+++ Supplied passage +++

Prep school probe reveals four decades of sex abuse
At least a dozen teachers molested students at facility once attended by Kennedys
WALLINGFORD, Connecticut — An internal investigation into allegations of sexual abuse at the elite Choate Rosemary Hall boarding school found a four-decade pattern of abuse, including a dozen former teachers who sexually molested students, at least one case of rape and a catalogue of the “deeply disturbing experiences” of two dozen students.
“The detailed content of this report is devastating to read,” the board of trustees at the blueblood Connecticut boarding school said in a letter to its community on Thursday. “One can only have the greatest sympathy and deepest concern for the survivors. The conduct of these adults violated the foundation of our community: the sacred trust between students and the adults charged with their care.”
Wallingford Police Chief William Wright is reviewing the report, a department spokeswoman said Friday.
Lt. Cheryl Bradley said Wright met with the Choate administration Thursday night and was given a copy of the investigator’s report, which found that the abuse was handled quietly and not reported to authorities. The report was written for the school’s board of trustees.
The board ordered the investigation following allegations of abuse in the 1980s and, more recently, an article by the Boston Globe last year describing a number of alleged incidents. It follows a series of accusations in recent years of alleged sexual abuse at such prestigious private academies as St. George’s School in Rhode Island, and Horace Mann and Poly Prep in New York City.
Choate includes former U.S. president John F. Kennedy and his brother, Joseph P. Kennedy Jr., among its alumni.
The 48-page report, released by the Choate board of trustees, found that none of the teachers’ actions, including “intimate kissing” and “intimate touching,” was reported to the police. In some cases, teachers confronted with evidence of their behavior were allowed to resign and, in some instances, received letters of recommendations from administrators.
In a cover letter accompanying the report, the board offered its “deepest apologies” and said it set up a fund to provide therapy for the victims, particularly those who might experience “additional stress and anxiety” as a result of the release of the report.

+++

Check your understanding
• 1. In the news report on Choate, do these statements agree with the text? Answer yes or no for each, and quote the words that decide it. (a) The Wallingford police chief received a copy of the investigator's report. (b) The report was written for the Wallingford police department. (c) Some teachers who were allowed to resign got letters of recommendation from administrators.
• 2. Reproduce word for word the part of the news report on Choate between "The board ordered" and "New York City.", inclusive.

+++ Given records +++

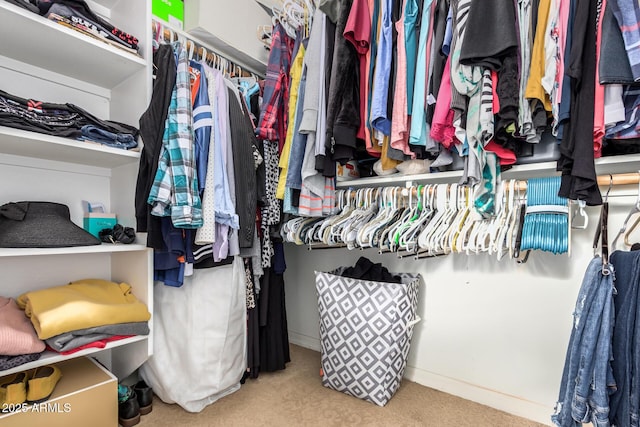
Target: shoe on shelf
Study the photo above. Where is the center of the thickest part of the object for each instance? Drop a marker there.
(128, 407)
(13, 390)
(42, 383)
(145, 397)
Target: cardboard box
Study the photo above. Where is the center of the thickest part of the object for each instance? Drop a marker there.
(170, 11)
(86, 395)
(95, 222)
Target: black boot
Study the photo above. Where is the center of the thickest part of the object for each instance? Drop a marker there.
(128, 407)
(145, 397)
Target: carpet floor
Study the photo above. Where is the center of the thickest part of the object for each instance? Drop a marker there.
(296, 397)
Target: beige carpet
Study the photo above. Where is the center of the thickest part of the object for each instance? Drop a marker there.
(296, 397)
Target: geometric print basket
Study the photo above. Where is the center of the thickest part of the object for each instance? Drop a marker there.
(365, 333)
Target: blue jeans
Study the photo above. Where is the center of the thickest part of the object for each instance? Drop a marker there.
(587, 378)
(117, 140)
(626, 353)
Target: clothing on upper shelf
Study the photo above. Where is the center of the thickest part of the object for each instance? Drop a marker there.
(95, 302)
(438, 79)
(63, 120)
(17, 335)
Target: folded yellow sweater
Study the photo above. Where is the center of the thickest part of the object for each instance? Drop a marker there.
(81, 304)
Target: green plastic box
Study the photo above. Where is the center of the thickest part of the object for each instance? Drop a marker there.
(95, 222)
(171, 11)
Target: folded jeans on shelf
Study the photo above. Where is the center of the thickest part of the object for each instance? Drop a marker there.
(77, 338)
(125, 141)
(9, 362)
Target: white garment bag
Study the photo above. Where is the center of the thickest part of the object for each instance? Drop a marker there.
(199, 337)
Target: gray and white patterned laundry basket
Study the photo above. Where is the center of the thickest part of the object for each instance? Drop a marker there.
(365, 333)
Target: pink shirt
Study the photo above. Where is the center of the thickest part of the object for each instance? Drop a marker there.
(357, 30)
(400, 115)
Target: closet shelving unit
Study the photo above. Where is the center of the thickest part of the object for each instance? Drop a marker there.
(604, 165)
(42, 60)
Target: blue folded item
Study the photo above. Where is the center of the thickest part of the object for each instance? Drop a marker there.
(126, 141)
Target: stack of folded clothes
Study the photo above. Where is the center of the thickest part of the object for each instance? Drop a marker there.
(85, 313)
(19, 343)
(77, 15)
(64, 120)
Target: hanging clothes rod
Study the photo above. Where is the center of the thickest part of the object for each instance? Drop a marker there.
(630, 178)
(221, 62)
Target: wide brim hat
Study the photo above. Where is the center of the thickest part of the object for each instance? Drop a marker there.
(40, 225)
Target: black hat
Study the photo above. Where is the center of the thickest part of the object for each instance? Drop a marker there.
(40, 225)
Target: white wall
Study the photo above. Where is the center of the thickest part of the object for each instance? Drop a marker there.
(495, 332)
(230, 26)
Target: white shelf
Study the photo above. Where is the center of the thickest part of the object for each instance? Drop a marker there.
(104, 248)
(49, 357)
(41, 146)
(604, 165)
(33, 39)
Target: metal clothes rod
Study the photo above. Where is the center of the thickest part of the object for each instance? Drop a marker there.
(603, 181)
(202, 50)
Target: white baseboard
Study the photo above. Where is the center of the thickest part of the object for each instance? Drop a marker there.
(494, 399)
(305, 341)
(503, 402)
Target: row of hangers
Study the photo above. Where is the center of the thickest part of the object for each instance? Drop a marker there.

+++

Task-by-task solutions
• 1.
(a) Yes: "was given a copy of the investigator’s report"
(b) No: "The report was written for the school’s board of trustees."
(c) Yes: "in some instances, received letters of recommendations from administrators"

• 2.
The board ordered the investigation following allegations of abuse in the 1980s and, more recently, an article by the Boston Globe last year describing a number of alleged incidents. It follows a series of accusations in recent years of alleged sexual abuse at such prestigious private academies as St. George’s School in Rhode Island, and Horace Mann and Poly Prep in New York City.